Items from a data source:
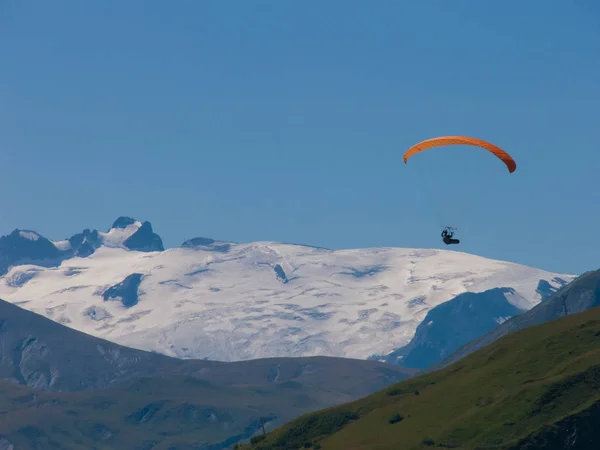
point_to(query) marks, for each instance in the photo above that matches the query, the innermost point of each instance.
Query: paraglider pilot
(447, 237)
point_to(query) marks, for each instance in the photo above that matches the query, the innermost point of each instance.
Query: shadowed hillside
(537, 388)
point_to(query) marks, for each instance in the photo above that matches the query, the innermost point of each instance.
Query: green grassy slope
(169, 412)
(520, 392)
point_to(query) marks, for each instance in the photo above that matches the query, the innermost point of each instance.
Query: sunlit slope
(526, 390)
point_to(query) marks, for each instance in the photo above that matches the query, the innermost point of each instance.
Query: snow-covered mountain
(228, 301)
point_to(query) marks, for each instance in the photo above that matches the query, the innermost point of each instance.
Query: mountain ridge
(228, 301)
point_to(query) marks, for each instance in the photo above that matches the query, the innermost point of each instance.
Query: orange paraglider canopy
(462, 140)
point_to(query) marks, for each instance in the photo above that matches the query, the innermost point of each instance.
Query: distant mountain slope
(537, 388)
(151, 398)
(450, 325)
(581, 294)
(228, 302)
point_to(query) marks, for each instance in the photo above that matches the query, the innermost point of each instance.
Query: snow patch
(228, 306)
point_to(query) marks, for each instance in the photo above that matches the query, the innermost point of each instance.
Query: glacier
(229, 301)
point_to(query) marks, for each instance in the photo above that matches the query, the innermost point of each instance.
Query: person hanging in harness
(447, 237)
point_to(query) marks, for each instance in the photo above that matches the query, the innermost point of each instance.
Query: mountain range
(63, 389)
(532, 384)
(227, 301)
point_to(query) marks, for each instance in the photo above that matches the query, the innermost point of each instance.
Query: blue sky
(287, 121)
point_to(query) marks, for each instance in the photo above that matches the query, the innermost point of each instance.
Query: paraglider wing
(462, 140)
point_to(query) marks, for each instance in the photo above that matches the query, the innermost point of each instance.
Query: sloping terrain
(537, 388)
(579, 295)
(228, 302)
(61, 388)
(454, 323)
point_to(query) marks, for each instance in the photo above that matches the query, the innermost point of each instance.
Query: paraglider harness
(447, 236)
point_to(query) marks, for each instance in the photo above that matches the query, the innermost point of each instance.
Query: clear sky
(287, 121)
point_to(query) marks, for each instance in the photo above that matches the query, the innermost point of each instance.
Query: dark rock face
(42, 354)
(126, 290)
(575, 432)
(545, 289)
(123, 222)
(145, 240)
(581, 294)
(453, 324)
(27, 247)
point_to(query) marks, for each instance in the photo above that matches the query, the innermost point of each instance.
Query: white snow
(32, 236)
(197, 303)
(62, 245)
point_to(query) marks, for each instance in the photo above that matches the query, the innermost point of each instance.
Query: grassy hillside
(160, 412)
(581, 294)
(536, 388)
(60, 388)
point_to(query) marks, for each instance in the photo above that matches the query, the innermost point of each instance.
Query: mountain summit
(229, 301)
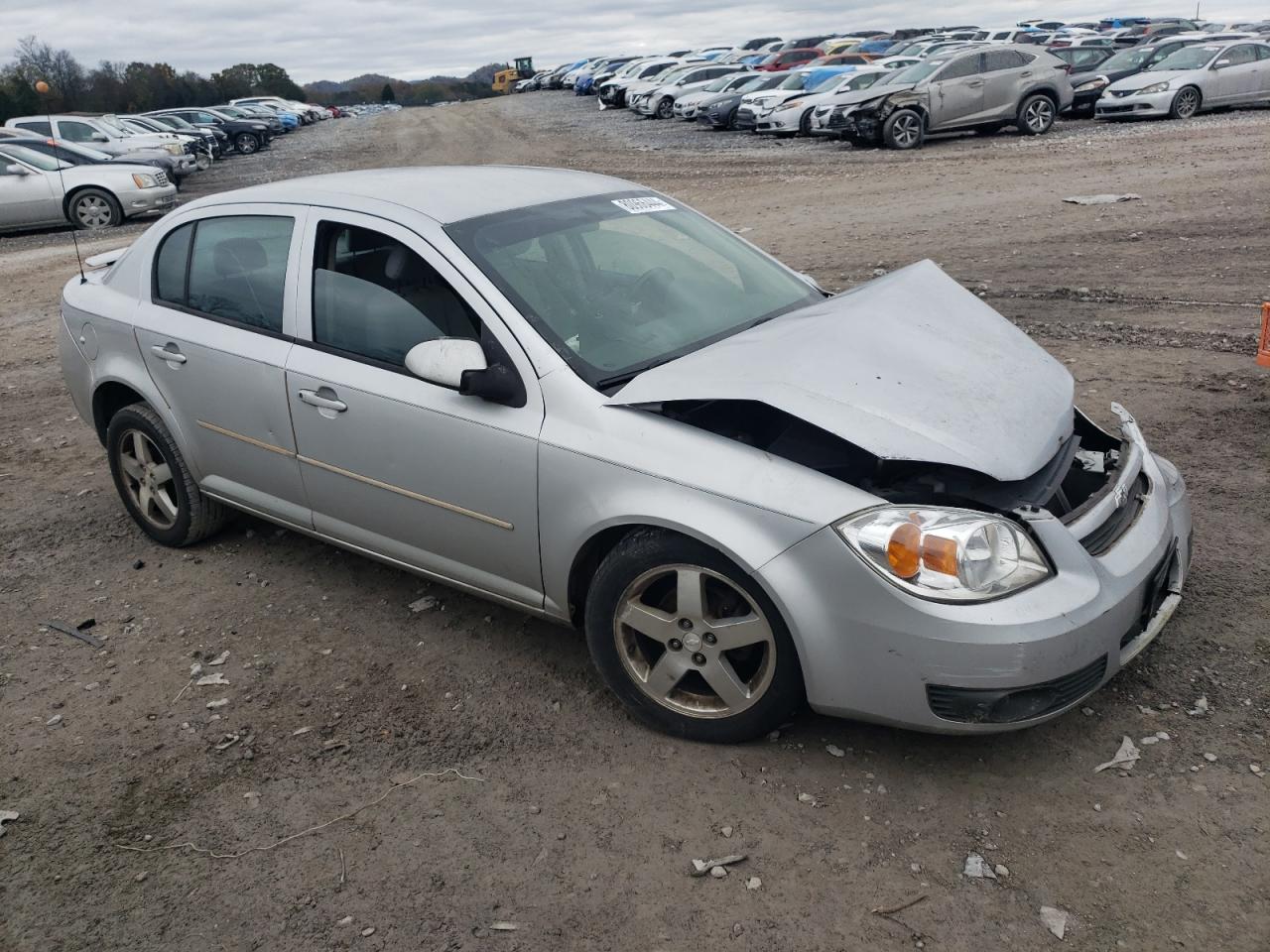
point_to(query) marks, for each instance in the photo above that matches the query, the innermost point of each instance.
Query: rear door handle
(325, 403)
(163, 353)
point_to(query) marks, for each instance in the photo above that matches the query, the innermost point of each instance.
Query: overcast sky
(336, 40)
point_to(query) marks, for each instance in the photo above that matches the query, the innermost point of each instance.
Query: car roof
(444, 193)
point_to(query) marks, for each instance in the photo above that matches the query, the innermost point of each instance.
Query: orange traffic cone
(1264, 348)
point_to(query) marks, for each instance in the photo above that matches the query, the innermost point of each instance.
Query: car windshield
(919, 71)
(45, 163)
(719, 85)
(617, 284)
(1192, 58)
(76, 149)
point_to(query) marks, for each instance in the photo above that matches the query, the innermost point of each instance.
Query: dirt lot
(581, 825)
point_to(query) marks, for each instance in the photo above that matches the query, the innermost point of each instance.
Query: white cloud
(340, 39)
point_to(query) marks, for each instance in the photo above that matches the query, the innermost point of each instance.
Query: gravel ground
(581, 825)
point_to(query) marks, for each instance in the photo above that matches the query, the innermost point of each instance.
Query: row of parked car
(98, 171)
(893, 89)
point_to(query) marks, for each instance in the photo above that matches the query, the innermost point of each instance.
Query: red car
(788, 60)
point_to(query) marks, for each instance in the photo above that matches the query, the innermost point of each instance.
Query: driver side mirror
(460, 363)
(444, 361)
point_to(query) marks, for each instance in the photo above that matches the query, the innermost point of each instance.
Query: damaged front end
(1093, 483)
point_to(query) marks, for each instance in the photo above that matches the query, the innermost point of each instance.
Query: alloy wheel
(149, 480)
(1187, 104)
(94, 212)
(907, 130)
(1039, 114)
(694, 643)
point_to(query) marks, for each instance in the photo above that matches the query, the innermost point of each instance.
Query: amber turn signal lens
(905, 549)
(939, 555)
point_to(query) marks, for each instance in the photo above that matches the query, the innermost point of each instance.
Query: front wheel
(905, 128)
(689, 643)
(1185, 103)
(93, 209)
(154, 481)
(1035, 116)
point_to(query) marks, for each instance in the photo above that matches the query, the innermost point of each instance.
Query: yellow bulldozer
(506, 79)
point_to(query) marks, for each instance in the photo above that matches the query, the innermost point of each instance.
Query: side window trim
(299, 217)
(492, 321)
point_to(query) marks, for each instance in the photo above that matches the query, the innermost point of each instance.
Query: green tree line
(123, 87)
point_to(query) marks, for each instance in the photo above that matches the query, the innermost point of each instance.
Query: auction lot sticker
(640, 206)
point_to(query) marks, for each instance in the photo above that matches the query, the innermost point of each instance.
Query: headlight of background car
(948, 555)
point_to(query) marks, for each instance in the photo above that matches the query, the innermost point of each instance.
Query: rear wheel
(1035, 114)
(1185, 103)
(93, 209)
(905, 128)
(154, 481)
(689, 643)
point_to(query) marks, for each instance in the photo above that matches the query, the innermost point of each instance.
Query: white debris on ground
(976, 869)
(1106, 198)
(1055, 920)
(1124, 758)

• [What is being asked] Repeat each entry exactly as it appears; skip any picture.

• [Exercise result]
point_to(query) marks, for each instance in the photo above that matches the query, the innermost point of each instance.
Query: paraglider pilot
(447, 237)
point_to(query) marks, for each instance in the photo above that matches the query, the innermost point of each instance.
Query: shadowed hillside
(537, 388)
point_to(query) marks, for each instance in the photo above that matches the query, the innermost point of each instance.
Query: green grassy slope
(169, 412)
(520, 392)
point_to(query) marks, for each instance in the photo above that matches the query, the innermost point of each instance.
Query: sunlit slope
(526, 390)
point_to(query) marks, for each instance in the photo above that matches the query, the innermost point of each instance.
Query: snow-covered mountain
(228, 301)
point_to(query) marks, for each instance in the photo above that matches the query, the innermost point of each instance.
Query: mountain ridge
(228, 301)
point_to(query) marks, for each instance in the photo above that matches the query, the innermost point of each instance.
Query: orange paraglider canopy
(462, 140)
point_to(query) marks, for each instance in the photo above that matches the query, the innermost point of each instance.
Query: distant mountain slope
(537, 388)
(151, 398)
(450, 325)
(581, 294)
(228, 302)
point_to(query) marks, for each instance in the photo above that matches the query, the innermost point of each instance.
Query: snow patch
(228, 306)
point_to(query) marks, for each instance in the photo above that matches the query, the innermost point of each instance.
Query: glacier
(229, 301)
point_to(query) marks, for each instance in the photo above that matches the query, the innermost point of each instance.
Query: person hanging in harness
(447, 237)
point_to(query) marks, for each instance in the photo above that matches the query, the innermost point of each instance.
Query: mountain range
(63, 389)
(532, 384)
(227, 301)
point_to(query) marks, for each instance in the photo above that matches the query, the innermost point of each instance.
Query: blue sky
(287, 121)
point_to(query) marks, for each instance in the photo above that matches the query, the innermost point of each instance.
Query: paraglider wing
(462, 140)
point_to(query) marks, for each instance in the photo above that matches the query, the innermost point of each instance.
Query: sloping terrain
(537, 388)
(579, 295)
(228, 302)
(61, 388)
(454, 323)
point_to(query) marks, for each instance in the photo above that matches the query, the innermost point of each instance.
Query: paraglider harness
(447, 236)
point_to(query) marks, for each instance in the photo above that matches the query, the innermost point of each instance.
Query: clear sky
(287, 121)
point_to(query) marks, for each instance in the photo above that matches the query, the innermost point of each instance.
Query: dark rock face
(42, 354)
(126, 290)
(575, 432)
(545, 289)
(123, 222)
(145, 240)
(581, 294)
(453, 324)
(27, 247)
point_to(query) marks, for each instance in the photo above that matches the query, the innermost point of each instance.
Query: white snow
(32, 236)
(197, 303)
(62, 245)
point_to(query) marks, for each instance in the photo above that matches the query, the innermost point of each instance.
Query: grassy hillside
(160, 412)
(581, 294)
(536, 388)
(60, 388)
point_to(query) marks, for each instance in the photo above that matches the query, the innermost point of each instance.
Query: mountain summit
(229, 301)
point_to(query) marks, for each instance in the photo above that matches the query, the innermost point of each instance.
Query: rear door handle
(325, 403)
(163, 353)
point_to(query) marks, for each instance in the photo above that matches the query, the innermost point of each instance.
Query: overcast sky
(336, 40)
point_to(query) marks, for each instance in the photo above that matches the query, the innermost point of each instance.
Query: car roof
(444, 193)
point_to(query) marks, for each instance in the photo above that matches the query, the innermost point of each instance.
Query: orange traffic cone
(1264, 348)
point_to(query) marks, for each instance in the photo above that matches the query, the innermost point of each instance.
Query: car windshield
(919, 71)
(45, 163)
(719, 85)
(617, 284)
(1192, 58)
(76, 149)
point_to(query) marks, for each instance in the photo above that matches the query, the innermost point of each instance.
Query: dirt lot
(581, 825)
point_to(query) marks, for each instance in the photo above that matches the query, the innermost point of each instance.
Query: white cloud
(340, 39)
point_to(query) marks, for each instance in the photo above that matches the query, the innermost point of each instance.
Query: gravel ground
(581, 825)
point_to(query) marks, for each instance in the photo above that matches the query, the innermost point of each instance.
Query: row of parked car
(98, 171)
(893, 89)
point_to(query) marks, for each instance in the photo above that matches the query, the innermost point of each instance.
Query: red car
(788, 60)
point_to(query) marks, for each instance in the photo above that matches the query, the innermost point of each instance.
Query: driver side mirror
(460, 363)
(444, 361)
point_to(query) marks, for each instance in the photo above that matches the query, the innermost point of each instance.
Query: damaged front end
(1093, 483)
point_to(query) marks, for each instance in the photo above that matches the query, the innermost point of each instance.
Query: alloy wheel
(149, 480)
(1187, 104)
(94, 212)
(907, 130)
(1039, 114)
(694, 643)
point_to(query) marks, for each instance in the photo above that matches the query, the innermost point of each instance.
Query: amber turn signal lens
(905, 549)
(939, 555)
point_to(query) marks, for each instance in the photo above that matches the query, the innermost point of each instance.
Query: front wheel
(905, 128)
(689, 643)
(1185, 103)
(93, 209)
(154, 481)
(1035, 116)
point_to(query) marks, for each instance in the photo above that matches the query, the innermost point of each instance.
Query: yellow bulldozer
(506, 79)
point_to(query) marks, for each instance in the photo above that matches the query, the innermost point of each instance.
Query: side window trim
(299, 217)
(492, 321)
point_to(query) marks, for each instance in the photo above that matches the query, the innermost point of each instance.
Query: green tree line
(123, 87)
point_to(query) marks, for each instance in the photo above that matches the query, the innermost point of each instance.
Query: auction lot sticker
(640, 206)
point_to(query) marks, for each instance in the photo above that matches the query, the innermost point of each instance.
Query: headlight of background car
(948, 555)
point_to(query) marks, for each instance in the photo above that matches the query, the innermost point of each instance.
Query: rear wheel
(1035, 114)
(1185, 103)
(93, 209)
(905, 128)
(154, 481)
(689, 643)
point_to(query) marks, for each instance in the photo above that matches the query, the innermost point of each instance.
Query: white debris on ground
(976, 869)
(1106, 198)
(1055, 920)
(1124, 758)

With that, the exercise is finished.